# Your goal:
Which lines in the entries below contain the string "green"? Extract each one and copy it out. Case counts.

# Supplied material:
◆ ◆ ◆ ◆ ◆
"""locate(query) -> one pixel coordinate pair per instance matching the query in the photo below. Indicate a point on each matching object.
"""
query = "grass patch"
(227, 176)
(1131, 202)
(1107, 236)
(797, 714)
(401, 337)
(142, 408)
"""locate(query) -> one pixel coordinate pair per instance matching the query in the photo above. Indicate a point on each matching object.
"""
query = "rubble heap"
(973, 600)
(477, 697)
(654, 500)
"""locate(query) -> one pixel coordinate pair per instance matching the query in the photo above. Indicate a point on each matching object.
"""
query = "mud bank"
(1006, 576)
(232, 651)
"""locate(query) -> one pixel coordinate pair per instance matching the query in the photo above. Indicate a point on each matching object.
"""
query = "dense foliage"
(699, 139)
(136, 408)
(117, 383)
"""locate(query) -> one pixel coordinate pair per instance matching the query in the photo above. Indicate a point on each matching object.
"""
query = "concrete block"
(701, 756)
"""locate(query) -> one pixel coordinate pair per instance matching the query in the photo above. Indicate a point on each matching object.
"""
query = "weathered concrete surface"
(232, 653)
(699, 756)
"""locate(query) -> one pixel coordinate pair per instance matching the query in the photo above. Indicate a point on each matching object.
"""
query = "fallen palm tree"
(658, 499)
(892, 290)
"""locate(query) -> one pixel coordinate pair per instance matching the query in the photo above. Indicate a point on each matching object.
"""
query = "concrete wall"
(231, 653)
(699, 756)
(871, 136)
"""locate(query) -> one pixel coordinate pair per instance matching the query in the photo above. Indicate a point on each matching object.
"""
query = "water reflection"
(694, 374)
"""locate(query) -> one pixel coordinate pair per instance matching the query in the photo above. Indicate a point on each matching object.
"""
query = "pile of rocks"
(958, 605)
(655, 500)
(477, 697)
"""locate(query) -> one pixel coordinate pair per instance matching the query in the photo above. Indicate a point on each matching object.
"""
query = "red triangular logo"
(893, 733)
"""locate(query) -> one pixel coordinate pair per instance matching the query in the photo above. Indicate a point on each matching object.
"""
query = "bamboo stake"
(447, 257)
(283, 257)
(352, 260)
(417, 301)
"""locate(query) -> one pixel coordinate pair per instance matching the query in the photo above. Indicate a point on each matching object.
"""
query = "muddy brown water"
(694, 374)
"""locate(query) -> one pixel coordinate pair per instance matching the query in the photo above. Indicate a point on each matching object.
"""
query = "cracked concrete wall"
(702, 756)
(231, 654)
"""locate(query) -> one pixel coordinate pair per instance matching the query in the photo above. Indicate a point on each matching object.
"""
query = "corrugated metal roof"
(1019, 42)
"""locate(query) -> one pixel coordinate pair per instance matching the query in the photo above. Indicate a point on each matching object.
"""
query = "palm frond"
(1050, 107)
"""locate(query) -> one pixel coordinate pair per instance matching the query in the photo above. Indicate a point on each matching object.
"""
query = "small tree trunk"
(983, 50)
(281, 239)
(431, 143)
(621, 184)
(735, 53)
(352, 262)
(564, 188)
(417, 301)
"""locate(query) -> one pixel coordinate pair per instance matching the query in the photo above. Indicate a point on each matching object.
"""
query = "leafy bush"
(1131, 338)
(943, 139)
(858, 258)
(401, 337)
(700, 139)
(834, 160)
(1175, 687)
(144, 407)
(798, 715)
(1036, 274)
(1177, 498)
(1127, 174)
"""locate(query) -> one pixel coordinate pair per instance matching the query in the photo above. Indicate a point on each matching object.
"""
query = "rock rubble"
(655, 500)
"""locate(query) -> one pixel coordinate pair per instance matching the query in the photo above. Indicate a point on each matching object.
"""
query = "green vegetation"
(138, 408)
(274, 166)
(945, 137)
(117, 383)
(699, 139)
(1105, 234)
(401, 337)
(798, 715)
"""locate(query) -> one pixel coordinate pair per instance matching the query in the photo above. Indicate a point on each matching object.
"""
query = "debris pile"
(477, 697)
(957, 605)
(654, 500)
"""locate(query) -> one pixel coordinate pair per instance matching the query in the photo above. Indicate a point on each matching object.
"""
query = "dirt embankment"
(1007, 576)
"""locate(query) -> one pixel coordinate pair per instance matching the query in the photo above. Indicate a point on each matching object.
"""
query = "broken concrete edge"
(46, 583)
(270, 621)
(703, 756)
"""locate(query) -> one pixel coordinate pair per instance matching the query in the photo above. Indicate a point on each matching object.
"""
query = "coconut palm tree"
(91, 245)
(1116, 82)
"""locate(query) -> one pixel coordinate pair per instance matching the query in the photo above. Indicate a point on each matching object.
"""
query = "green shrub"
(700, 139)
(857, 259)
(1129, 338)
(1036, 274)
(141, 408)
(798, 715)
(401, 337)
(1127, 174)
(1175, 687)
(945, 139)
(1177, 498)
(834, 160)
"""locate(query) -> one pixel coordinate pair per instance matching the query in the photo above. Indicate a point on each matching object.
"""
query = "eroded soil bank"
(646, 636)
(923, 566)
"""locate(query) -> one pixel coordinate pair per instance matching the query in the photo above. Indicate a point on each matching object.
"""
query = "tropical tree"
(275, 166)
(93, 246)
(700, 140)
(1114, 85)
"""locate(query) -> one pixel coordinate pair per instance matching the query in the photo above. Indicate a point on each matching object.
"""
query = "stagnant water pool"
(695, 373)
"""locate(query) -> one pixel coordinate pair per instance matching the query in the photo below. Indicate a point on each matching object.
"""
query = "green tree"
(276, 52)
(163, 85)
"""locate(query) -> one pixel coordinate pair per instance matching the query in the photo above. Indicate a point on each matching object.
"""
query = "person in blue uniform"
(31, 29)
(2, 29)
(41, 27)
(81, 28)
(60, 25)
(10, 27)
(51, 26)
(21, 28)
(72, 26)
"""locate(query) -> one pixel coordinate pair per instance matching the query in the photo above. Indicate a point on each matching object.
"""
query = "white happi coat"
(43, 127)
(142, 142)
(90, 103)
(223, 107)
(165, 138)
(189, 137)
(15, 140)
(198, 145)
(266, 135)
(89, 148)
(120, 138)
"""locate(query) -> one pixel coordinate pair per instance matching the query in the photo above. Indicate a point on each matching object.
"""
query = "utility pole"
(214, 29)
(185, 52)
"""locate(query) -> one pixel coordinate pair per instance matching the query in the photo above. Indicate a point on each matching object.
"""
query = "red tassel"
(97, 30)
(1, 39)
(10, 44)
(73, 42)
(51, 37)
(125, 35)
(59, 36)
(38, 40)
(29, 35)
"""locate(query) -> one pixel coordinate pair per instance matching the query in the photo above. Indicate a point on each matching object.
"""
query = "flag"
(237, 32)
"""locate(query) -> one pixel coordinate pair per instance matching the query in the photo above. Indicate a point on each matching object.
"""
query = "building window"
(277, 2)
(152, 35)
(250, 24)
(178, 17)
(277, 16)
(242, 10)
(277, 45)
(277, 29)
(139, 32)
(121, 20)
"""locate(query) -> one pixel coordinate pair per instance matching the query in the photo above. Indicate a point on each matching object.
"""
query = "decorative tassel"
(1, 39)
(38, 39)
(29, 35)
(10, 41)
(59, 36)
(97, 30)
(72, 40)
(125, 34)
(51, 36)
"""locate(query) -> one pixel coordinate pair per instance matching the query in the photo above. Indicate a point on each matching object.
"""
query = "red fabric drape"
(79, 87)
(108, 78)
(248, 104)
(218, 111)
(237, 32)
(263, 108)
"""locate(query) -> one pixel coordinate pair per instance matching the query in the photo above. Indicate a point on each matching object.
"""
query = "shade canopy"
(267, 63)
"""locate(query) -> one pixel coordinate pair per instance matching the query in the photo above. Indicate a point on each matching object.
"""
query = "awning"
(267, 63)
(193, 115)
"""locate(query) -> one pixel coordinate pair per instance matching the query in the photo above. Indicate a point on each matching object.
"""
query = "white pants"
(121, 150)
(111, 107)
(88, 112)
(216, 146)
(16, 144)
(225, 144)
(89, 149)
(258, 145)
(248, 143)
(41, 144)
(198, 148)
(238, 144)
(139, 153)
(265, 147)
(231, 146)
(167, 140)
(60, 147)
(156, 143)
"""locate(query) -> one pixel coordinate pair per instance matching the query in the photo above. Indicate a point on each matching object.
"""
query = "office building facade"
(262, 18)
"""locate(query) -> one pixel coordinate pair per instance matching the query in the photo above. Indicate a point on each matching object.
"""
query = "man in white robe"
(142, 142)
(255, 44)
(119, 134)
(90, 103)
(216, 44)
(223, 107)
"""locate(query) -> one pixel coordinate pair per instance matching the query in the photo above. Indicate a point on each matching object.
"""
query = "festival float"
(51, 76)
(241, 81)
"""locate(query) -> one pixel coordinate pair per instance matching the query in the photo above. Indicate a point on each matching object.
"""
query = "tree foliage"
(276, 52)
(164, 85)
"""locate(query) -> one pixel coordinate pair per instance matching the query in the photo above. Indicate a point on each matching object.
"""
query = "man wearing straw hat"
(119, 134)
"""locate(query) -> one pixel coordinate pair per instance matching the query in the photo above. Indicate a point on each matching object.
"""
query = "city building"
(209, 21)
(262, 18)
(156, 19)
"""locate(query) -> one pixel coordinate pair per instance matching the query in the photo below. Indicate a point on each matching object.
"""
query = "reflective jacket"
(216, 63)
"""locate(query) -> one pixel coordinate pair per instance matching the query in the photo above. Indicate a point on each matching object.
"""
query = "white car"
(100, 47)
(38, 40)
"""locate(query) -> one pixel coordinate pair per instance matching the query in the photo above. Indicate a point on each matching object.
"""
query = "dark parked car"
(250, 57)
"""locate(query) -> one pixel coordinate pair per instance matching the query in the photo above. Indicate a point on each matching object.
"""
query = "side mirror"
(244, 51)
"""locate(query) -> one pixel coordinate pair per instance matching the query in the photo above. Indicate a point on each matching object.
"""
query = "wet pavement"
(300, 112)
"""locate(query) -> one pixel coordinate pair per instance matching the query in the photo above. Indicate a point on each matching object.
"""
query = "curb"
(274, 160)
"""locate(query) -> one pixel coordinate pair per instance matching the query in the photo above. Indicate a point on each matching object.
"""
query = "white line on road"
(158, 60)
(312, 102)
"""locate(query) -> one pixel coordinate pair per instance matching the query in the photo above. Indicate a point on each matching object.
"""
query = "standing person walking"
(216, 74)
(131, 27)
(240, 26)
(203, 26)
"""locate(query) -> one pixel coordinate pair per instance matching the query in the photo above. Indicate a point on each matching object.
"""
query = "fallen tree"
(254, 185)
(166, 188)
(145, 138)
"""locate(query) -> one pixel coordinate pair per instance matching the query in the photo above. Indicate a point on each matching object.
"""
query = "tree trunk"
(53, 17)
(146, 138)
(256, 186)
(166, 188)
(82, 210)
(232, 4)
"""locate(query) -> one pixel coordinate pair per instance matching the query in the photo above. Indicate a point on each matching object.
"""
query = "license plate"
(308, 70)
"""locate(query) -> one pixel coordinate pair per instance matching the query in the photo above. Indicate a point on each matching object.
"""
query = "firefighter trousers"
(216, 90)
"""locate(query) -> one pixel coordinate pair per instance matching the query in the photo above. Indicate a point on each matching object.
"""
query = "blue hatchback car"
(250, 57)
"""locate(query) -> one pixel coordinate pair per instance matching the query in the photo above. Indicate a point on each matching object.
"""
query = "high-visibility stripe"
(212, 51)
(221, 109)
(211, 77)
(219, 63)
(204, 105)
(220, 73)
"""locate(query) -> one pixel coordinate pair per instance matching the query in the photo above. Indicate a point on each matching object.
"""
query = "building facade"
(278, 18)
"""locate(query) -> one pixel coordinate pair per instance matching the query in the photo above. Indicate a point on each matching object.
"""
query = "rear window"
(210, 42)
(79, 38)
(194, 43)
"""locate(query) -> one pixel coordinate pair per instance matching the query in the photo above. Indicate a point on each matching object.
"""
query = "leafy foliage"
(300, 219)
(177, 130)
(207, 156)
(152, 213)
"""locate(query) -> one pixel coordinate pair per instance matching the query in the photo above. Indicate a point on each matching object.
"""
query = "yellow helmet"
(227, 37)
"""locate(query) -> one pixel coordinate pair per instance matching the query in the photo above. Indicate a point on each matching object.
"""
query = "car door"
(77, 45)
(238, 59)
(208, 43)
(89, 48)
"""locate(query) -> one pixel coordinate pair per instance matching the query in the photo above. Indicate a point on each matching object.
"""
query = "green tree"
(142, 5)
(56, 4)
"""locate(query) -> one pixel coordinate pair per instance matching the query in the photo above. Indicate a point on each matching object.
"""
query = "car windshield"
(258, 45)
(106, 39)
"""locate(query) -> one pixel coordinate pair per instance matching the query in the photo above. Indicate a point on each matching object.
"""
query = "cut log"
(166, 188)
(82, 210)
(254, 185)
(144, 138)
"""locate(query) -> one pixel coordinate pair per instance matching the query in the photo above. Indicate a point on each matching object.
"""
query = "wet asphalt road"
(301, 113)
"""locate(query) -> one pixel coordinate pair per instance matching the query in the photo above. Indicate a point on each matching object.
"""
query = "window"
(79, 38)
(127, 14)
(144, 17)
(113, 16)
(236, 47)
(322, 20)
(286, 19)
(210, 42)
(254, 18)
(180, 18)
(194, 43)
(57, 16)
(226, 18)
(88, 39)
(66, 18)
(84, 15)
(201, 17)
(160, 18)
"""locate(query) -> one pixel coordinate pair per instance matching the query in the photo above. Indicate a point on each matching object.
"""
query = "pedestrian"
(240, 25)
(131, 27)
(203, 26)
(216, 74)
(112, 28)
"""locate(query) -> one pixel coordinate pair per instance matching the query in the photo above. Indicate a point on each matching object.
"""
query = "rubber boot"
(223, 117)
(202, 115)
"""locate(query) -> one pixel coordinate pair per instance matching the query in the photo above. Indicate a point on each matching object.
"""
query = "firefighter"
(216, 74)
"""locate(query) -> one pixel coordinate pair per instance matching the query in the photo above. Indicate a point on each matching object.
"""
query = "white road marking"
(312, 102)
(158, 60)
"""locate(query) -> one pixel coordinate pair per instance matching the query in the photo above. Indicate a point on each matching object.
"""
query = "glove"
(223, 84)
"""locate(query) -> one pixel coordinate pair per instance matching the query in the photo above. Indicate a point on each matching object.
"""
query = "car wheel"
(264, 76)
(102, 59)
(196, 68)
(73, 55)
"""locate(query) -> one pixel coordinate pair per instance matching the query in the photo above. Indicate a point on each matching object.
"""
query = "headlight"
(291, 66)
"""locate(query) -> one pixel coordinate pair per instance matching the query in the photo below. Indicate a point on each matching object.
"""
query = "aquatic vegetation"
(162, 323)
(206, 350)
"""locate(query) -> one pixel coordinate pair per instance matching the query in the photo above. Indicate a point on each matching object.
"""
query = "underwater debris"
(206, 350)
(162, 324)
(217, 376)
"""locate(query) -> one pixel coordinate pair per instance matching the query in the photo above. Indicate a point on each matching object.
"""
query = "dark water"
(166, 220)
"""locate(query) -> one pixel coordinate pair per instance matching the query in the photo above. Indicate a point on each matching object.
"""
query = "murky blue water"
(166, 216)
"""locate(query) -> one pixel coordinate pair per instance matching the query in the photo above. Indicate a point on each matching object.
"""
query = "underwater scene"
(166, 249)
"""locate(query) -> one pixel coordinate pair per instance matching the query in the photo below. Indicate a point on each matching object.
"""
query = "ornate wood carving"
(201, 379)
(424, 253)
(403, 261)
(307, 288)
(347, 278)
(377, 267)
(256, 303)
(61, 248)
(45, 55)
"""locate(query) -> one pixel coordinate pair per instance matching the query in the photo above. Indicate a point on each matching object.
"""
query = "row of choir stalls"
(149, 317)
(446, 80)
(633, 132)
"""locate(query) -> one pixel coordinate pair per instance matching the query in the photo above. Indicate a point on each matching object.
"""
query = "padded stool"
◆ ◆ ◆ ◆ ◆
# Problem solution:
query = "green vegetation"
query = "green shrub"
query = "green tree"
query = "green tree"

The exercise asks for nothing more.